**BRIEF**
Each line of the records below that holds "bare" should be returned.

**DATA TO EXAMINE**
--------------------

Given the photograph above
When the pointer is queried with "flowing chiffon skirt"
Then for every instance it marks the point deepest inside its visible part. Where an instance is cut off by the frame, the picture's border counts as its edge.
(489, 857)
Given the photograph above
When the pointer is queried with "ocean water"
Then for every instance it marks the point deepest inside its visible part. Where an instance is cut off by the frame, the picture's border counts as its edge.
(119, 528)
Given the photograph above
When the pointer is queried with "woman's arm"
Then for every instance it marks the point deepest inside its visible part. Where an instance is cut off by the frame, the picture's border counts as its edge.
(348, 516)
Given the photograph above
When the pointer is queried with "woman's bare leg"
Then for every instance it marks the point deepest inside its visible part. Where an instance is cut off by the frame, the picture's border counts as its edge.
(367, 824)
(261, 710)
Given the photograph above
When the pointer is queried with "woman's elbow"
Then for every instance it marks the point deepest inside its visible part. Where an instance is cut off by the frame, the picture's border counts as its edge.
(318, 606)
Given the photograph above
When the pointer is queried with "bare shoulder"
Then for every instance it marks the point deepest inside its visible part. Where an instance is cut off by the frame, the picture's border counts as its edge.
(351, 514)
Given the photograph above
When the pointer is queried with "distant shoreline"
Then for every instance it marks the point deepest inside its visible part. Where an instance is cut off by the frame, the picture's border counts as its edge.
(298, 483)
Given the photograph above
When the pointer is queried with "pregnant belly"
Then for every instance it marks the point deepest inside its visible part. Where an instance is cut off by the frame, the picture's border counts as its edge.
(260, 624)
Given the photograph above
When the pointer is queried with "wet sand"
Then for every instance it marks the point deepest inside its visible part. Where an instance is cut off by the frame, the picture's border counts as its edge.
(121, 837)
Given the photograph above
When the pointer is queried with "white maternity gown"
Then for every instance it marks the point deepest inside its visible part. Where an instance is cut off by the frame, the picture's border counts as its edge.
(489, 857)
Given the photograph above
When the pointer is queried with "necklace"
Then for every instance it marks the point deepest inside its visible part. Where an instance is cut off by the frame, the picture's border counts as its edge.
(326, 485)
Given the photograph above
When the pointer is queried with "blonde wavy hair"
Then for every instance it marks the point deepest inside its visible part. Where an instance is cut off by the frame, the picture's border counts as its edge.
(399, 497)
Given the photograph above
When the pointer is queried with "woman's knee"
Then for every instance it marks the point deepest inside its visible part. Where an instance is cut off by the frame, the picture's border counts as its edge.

--------------------

**RESPONSE TO THIS TASK**
When the pointer is queried with "woman's bare leg"
When the pointer is queried with "bare shoulder"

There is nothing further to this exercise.